EXTRACTED RECORDS>
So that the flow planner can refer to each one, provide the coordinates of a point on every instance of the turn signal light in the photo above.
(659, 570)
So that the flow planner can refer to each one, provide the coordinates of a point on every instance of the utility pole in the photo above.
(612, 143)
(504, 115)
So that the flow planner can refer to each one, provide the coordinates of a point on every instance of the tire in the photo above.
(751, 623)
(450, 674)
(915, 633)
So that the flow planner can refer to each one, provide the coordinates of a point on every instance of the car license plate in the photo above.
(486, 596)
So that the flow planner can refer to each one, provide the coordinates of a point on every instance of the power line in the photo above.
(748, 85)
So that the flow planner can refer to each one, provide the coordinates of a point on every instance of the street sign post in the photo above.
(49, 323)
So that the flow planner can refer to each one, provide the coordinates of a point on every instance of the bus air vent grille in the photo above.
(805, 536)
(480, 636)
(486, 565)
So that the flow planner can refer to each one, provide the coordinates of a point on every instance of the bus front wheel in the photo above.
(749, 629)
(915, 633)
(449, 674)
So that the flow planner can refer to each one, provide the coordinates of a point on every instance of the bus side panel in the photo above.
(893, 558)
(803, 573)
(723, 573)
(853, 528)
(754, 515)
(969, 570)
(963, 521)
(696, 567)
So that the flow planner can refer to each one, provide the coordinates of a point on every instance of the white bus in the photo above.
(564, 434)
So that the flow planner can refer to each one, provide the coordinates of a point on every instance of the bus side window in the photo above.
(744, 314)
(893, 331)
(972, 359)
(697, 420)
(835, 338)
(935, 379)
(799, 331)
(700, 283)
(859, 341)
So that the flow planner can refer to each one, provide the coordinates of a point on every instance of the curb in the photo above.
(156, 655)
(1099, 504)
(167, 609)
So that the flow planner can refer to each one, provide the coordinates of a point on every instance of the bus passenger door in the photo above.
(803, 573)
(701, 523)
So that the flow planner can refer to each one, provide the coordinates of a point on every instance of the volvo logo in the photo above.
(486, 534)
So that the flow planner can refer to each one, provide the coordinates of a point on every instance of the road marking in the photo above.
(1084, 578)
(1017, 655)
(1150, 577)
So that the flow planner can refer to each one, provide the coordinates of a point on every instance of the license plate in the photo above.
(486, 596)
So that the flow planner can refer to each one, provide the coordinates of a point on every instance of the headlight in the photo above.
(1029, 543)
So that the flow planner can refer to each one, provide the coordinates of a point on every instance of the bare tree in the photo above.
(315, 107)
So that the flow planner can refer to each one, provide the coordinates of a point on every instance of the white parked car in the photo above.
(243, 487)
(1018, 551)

WORK TASK> Copy the entries exactly as they appear.

ANSWER TO THE PROBLEM>
So that the flow planner can refer to each one, provide the coordinates of a point on every instance of the turn signal light in the photo above.
(659, 570)
So that the flow planner can refer to each one, provide the coordinates of a point on every instance of the utility pole in the photo above.
(612, 143)
(504, 115)
So that the flow planner can refer to each one, provide the coordinates of a point on every instance of the tire in the photo above.
(751, 623)
(450, 674)
(915, 633)
So that the flow planner can refer to each one, provide the coordinates of a point on every instance of the car license plate in the photo above.
(486, 596)
So that the flow planner can refer to each one, provide the coordinates of a point on every instance of the power line in the photo above.
(748, 85)
So that the flow planner can refer to each one, provide the coordinates of a point on every instance of the street sign post in the photo above.
(49, 323)
So that the flow planner can refer to each one, provide the coordinates of a point on every instance of the bus air vent grille in the photo above.
(805, 536)
(480, 636)
(486, 565)
So that the flow planner can refer to each one, provide the coordinates of a point on every instance of the bus front wheel in the photo above.
(749, 629)
(915, 633)
(449, 674)
So that the flow planner can refer to each one, provide the coordinates of a point on every instance of the bus side panel in the photo above.
(893, 558)
(803, 573)
(723, 573)
(853, 528)
(754, 515)
(969, 570)
(963, 521)
(696, 567)
So that the flow planner can refer to each one, provide the coordinates of a point on every instance of the white bus in the photo above.
(564, 434)
So that the flow planner can refer to each one, provide the coordinates of a point on every instance of the bus side window in the photo above.
(744, 314)
(893, 331)
(972, 359)
(697, 420)
(835, 338)
(935, 379)
(799, 331)
(700, 283)
(859, 341)
So that the flow planner can refer to each one, provide the coordinates of a point on every instance of the curb in the photo above.
(156, 655)
(1099, 504)
(167, 609)
So that the flow planner can refer to each one, provide the coordinates of a point on every instance of the bus passenger door in the photo above.
(803, 573)
(701, 523)
So that the flow planner can refer to each one, provide the coordinates of a point on every instance of the volvo logo in the photo above.
(486, 534)
So that the flow planner can refer to each one, provide the coordinates of a point on every instance of the road marking in the photo above.
(1084, 578)
(1017, 655)
(1150, 577)
So that the flow planner can refer to each one, provide the coordinates of a point on every instance of the license plate in the photo above.
(486, 596)
So that the flow planner can refer to each one, provide the coordinates of a point on every instance of the headlight in the photo above.
(1029, 543)
So that the flow planner can refer to each one, provide the coordinates of a point on every instance of the bare tree in the photo above.
(315, 107)
So that the flow planner can refer to each one, provide the coordinates of a point on every instance of the white parked car in the photo above.
(243, 487)
(1018, 551)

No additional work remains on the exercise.